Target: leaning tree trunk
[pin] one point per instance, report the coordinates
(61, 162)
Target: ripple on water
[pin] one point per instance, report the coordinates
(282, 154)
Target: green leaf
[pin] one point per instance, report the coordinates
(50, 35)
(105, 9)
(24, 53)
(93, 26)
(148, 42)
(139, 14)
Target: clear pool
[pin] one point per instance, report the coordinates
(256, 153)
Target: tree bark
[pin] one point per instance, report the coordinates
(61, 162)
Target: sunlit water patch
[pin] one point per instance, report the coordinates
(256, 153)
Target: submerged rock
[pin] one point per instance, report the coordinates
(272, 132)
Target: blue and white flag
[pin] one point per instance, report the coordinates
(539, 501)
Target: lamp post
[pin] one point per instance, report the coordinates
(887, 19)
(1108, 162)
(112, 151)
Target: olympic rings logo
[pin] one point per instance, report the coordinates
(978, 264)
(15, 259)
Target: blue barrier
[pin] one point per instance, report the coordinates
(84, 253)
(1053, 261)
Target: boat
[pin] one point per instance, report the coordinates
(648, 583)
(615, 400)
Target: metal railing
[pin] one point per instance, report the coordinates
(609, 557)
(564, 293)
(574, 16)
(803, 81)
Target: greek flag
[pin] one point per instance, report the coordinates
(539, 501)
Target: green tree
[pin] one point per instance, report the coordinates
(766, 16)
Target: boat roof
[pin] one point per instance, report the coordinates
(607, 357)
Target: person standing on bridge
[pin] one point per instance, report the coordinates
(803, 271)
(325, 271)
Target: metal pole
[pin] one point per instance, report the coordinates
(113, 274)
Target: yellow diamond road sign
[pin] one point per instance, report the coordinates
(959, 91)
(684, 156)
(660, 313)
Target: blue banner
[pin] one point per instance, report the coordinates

Written instruction
Rewrite every line above as a numbered list, omitting any blank lines.

The response
1. Target: leaning tree trunk
2. [pin] one point per instance, report the coordinates
3. (61, 162)
4. Target: ripple on water
5. [pin] one point per instance, report the coordinates
6. (282, 154)
7. Target: green leaf
8. [pin] one point per instance, report the coordinates
9. (50, 35)
10. (105, 9)
11. (24, 53)
12. (93, 26)
13. (148, 42)
14. (139, 14)
15. Target: clear pool
16. [pin] one point per instance, report the coordinates
17. (256, 153)
18. Target: tree bark
19. [pin] one point per instance, report the coordinates
20. (61, 162)
21. Target: sunlit water patch
22. [pin] one point per instance, report the coordinates
23. (256, 153)
24. Target: submerged rock
25. [pin] one point per instance, report the coordinates
26. (272, 132)
27. Target: blue and white flag
28. [pin] one point per instance, report the coordinates
29. (539, 501)
30. Target: lamp post
31. [pin] one point per instance, report the coordinates
32. (887, 19)
33. (1108, 162)
34. (112, 151)
35. Target: olympic rings logo
36. [pin] one point per instance, report the coordinates
37. (978, 264)
38. (15, 259)
39. Target: blue barrier
40. [pin] one point per instance, report the coordinates
41. (84, 253)
42. (1053, 261)
43. Target: boat
44. [pin] one point per instance, report the coordinates
45. (648, 583)
46. (615, 400)
47. Target: metal railing
48. [pin] one point per instance, report the coordinates
49. (609, 557)
50. (564, 293)
51. (574, 16)
52. (803, 81)
53. Target: greek flag
54. [pin] one point per instance, report the coordinates
55. (539, 501)
56. Target: green tree
57. [pin] one point per instance, report the coordinates
58. (766, 16)
59. Target: boat roof
60. [pin] one point per instance, report the coordinates
61. (607, 357)
62. Target: person standing on bridge
63. [pin] one point per instance, report the coordinates
64. (803, 271)
65. (325, 271)
66. Target: metal pole
67. [pin] one point per instance, report the coordinates
68. (113, 274)
69. Target: yellow diamond road sign
70. [pin] one point per instance, report the coordinates
71. (959, 91)
72. (684, 156)
73. (660, 313)
74. Target: blue banner
75. [pin] one point per instance, report the coordinates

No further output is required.